▸ EXTRACTED MATERIAL
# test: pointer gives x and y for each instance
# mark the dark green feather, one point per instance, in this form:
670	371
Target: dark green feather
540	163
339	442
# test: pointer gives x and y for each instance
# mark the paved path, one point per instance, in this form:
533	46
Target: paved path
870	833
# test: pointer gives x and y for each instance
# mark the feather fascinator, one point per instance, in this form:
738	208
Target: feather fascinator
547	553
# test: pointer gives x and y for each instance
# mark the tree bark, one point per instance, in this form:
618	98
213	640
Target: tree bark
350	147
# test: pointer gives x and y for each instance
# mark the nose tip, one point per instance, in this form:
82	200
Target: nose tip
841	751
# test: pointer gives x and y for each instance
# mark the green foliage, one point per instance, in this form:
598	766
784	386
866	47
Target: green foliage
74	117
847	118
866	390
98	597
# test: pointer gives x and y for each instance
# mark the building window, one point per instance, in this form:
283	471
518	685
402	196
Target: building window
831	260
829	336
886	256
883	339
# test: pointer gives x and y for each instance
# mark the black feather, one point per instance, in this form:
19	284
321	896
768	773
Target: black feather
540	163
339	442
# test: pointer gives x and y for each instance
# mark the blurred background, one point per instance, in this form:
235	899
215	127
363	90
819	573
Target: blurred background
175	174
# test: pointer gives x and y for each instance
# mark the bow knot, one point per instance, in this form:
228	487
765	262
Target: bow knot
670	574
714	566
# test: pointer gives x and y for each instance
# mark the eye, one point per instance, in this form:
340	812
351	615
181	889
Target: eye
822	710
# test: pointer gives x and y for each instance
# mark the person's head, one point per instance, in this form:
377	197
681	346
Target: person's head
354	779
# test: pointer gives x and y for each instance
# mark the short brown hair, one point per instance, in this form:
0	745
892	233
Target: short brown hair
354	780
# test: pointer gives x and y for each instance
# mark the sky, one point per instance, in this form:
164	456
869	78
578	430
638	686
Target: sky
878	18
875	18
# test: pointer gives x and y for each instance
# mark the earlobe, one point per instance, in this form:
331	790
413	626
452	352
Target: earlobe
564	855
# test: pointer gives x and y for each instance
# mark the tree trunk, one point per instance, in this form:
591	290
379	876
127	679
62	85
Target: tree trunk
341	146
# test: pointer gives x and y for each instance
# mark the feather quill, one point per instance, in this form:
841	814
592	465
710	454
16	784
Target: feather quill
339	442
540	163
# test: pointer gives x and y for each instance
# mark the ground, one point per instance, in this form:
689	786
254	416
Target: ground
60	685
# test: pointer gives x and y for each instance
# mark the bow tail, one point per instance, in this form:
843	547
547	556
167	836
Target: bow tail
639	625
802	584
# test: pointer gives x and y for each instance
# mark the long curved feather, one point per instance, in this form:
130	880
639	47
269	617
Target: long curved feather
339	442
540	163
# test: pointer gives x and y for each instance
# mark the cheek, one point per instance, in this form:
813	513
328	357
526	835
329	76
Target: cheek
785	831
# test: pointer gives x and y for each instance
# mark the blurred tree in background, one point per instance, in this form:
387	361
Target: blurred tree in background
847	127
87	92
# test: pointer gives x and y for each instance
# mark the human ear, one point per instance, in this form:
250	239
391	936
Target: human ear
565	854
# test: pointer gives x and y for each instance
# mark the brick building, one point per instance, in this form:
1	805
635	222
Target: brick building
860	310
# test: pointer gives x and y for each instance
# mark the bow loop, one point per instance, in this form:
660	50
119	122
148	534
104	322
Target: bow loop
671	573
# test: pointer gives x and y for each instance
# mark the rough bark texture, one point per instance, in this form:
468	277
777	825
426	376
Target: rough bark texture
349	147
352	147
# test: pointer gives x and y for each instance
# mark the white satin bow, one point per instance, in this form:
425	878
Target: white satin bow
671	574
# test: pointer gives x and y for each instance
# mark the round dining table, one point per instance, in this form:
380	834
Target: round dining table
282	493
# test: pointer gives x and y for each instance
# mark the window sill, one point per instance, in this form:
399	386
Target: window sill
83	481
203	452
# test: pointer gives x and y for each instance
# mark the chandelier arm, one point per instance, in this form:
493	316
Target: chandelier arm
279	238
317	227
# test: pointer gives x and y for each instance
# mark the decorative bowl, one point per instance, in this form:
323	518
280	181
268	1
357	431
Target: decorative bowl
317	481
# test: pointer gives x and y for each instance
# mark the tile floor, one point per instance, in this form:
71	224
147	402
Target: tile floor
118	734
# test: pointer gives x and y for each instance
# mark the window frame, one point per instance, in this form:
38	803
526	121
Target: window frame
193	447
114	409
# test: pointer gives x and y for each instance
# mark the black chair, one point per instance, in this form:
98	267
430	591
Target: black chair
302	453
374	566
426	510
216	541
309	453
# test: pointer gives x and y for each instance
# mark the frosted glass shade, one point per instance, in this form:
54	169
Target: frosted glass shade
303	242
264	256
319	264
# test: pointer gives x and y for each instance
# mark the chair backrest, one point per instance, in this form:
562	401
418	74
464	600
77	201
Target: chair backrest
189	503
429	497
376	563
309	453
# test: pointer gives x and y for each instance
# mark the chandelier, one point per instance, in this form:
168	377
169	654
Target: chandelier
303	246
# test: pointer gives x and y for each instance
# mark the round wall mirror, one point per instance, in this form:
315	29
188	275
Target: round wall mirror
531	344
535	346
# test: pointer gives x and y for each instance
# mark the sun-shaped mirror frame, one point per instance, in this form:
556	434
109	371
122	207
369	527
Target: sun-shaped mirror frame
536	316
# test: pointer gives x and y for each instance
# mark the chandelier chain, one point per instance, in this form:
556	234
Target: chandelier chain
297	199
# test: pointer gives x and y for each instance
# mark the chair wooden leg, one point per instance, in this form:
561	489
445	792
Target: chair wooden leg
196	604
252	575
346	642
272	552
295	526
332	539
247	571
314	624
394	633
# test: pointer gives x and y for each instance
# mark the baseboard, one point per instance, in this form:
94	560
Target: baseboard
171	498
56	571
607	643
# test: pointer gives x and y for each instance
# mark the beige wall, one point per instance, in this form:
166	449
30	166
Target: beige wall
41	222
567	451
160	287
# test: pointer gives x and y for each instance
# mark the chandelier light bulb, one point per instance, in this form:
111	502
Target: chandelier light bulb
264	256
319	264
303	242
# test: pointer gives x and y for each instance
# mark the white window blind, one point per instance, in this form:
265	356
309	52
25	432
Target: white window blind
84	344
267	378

▸ PROMPT
Only an exact transcription of all the records above counts as an answer.

▸ SOLUTION TO THIS TASK
# test: pointer gives x and y for each instance
# mark the dark green feather, one point per instance, in this form:
670	371
Target: dark green feather
540	163
339	442
# test: pointer gives x and y for each instance
# mark the paved path, one point per instance, in this form:
533	46
Target: paved path
870	833
# test: pointer gives x and y for each instance
# mark the feather fascinator, one point per instance, in this form:
738	208
Target: feather fascinator
547	553
# test: pointer gives x and y for each instance
# mark the tree bark, one point per instance, in this form:
618	98
213	640
Target: tree bark
350	147
# test: pointer gives x and y for each instance
# mark the nose tip, one point per instance, in this form:
82	200
Target: nose tip
841	751
# test: pointer gives x and y for each instance
# mark the green foliage, one point per instance, in this form:
598	766
784	386
866	47
Target: green foliage
74	117
847	118
866	390
98	597
# test: pointer gives x and y for each instance
# mark the building window, one point per instance, in this form:
283	471
518	685
402	196
Target: building window
831	260
829	336
886	256
883	339
# test: pointer gives x and y for each instance
# mark the black feather, one point per instance, in this form:
19	284
321	896
768	773
Target: black feather
540	163
339	442
# test: pointer gives x and y for each instance
# mark the blurred background, one point per instance, in this form:
235	899
215	127
363	90
819	573
Target: blurred background
175	174
# test: pointer gives x and y for each instance
# mark the bow knot, one point per instance, in this form:
228	487
765	262
Target: bow knot
670	574
714	566
# test: pointer gives x and y for each instance
# mark the eye, one point per instance, in this form:
340	812
351	615
181	889
Target: eye
822	710
# test: pointer gives x and y for each instance
# mark the person's head, one point per instance, in this form:
377	197
681	346
Target: person's head
354	779
# test: pointer gives x and y for each instance
# mark the short brown hair, one point per instance, in this form:
0	745
892	233
Target: short brown hair
354	780
# test: pointer gives x and y for each instance
# mark the sky, one point per instance, in this form:
164	456
869	78
578	430
638	686
Target: sky
878	18
875	18
# test: pointer gives x and y for each instance
# mark the earlobe, one point per instance, in this form:
331	790
413	626
452	352
Target: earlobe
564	855
# test: pointer gives x and y for each instance
# mark the tree trunk, one point per instance, in this form:
591	290
379	876
127	679
62	85
Target: tree trunk
341	146
# test: pointer gives x and y for each instance
# mark the feather quill, one point per instance, in this form:
841	814
592	465
710	454
16	784
Target: feather quill
339	442
540	163
# test: pointer gives x and y for each instance
# mark the ground, one point per instance, in this form:
689	786
254	416
Target: ground
60	685
# test: pointer gives x and y for each instance
# mark the bow tail, one point per instance, in this form:
843	547
547	556
167	836
Target: bow tail
639	625
802	584
# test: pointer gives x and y for each instance
# mark the long curved feather, one point per instance, in this form:
130	880
639	47
269	617
Target: long curved feather
339	442
540	163
# test: pointer gives x and y for each instance
# mark the cheek, one point per instance, in this form:
813	513
328	357
526	835
329	76
Target: cheek
785	831
# test: pointer gives x and y for each instance
# mark the blurred tree in background, one point per instance, in this form:
387	361
Target: blurred tree in background
847	127
87	92
# test: pointer gives x and y for each instance
# mark the human ear, one point per instance, in this form:
250	239
391	936
Target: human ear
565	854
# test: pointer gives x and y for each instance
# mark the brick building, one point per instance, in this form:
1	805
635	222
Target: brick building
860	310
# test: pointer gives x and y for each instance
# mark the bow loop, one point per instance, in this form:
660	50
119	122
148	534
104	322
Target: bow loop
671	573
# test: pointer gives x and y for each instance
# mark the rough bark texture, one point per instance, in this form:
468	277
777	825
426	376
Target: rough bark texture
349	147
352	147
# test: pointer gives x and y for each instance
# mark the white satin bow, one point per instance, in this form:
425	878
Target: white satin bow
671	574
# test: pointer gives x and y for each instance
# mark the round dining table, one point per instance, in this form:
380	834
Target: round dining table
282	493
# test: pointer gives x and y for each instance
# mark the window sill, one point per instance, in this form:
399	386
Target: window sill
83	481
203	452
# test: pointer gives x and y for each instance
# mark the chandelier arm, one point per instance, in this form:
493	316
Target: chandelier arm
279	238
317	227
# test: pointer gives x and y for each instance
# mark the decorative bowl, one point per instance, in this form:
323	518
280	181
268	1
357	431
Target: decorative bowl
317	481
# test: pointer gives x and y for each instance
# mark the tile floor, one point per instance, in this form:
71	224
147	402
Target: tile floor
118	734
# test: pointer gives x and y for each instance
# mark the window frame, one point per instance, in this form:
38	803
526	121
Target: window frame
193	447
114	409
# test: pointer gives x and y for each instance
# mark the black chair, one point per instance, in this form:
98	267
430	591
Target: black chair
302	453
374	566
426	510
216	541
309	453
# test: pointer gives x and y for each instance
# mark the frosted glass shade, one point per instance, in this form:
54	169
Target: frosted glass shade
303	242
264	256
319	264
# test: pointer gives x and y for each instance
# mark the chair backrest, one point per instance, in this form:
562	401
418	74
464	600
77	201
Target: chair backrest
189	503
429	497
376	563
309	453
# test: pointer gives x and y for each instance
# mark the chandelier, one point per instance, in this form:
168	377
169	654
Target: chandelier
303	246
# test: pointer gives x and y for each instance
# mark the round wall mirror, one point per instance, in this form:
315	29
188	275
Target: round wall mirror
531	344
535	346
# test: pointer gives x and y for each instance
# mark the sun-shaped mirror frame, one point per instance, in this form:
556	434
109	371
122	207
369	527
Target: sun-shaped mirror frame
536	316
# test: pointer gives x and y for each instance
# mark the chandelier chain, one point per instance, in this form:
556	234
Target: chandelier chain
297	199
# test: pointer gives x and y for each instance
# mark the chair wooden leg, one point per instance, in this form:
561	489
445	792
Target: chair wooden leg
196	604
252	575
346	642
272	552
295	526
332	539
247	571
314	624
394	633
# test: pointer gives x and y for each instance
# mark the baseboard, one point per instance, in this form:
94	560
Target: baseboard
171	498
56	571
607	643
# test: pointer gives x and y for each instance
# mark the beige wall, one point per instance, in this form:
166	449
30	166
Target: beige wall
41	222
567	451
160	287
# test: pointer gives x and y for each instance
# mark the chandelier light bulb, one point per instance, in this form:
111	502
Target: chandelier light bulb
264	256
319	264
303	242
# test: pointer gives x and y for each instance
# mark the white window blind, one point per instance, in this form:
265	356
309	52
25	432
Target: white window blind
84	344
267	378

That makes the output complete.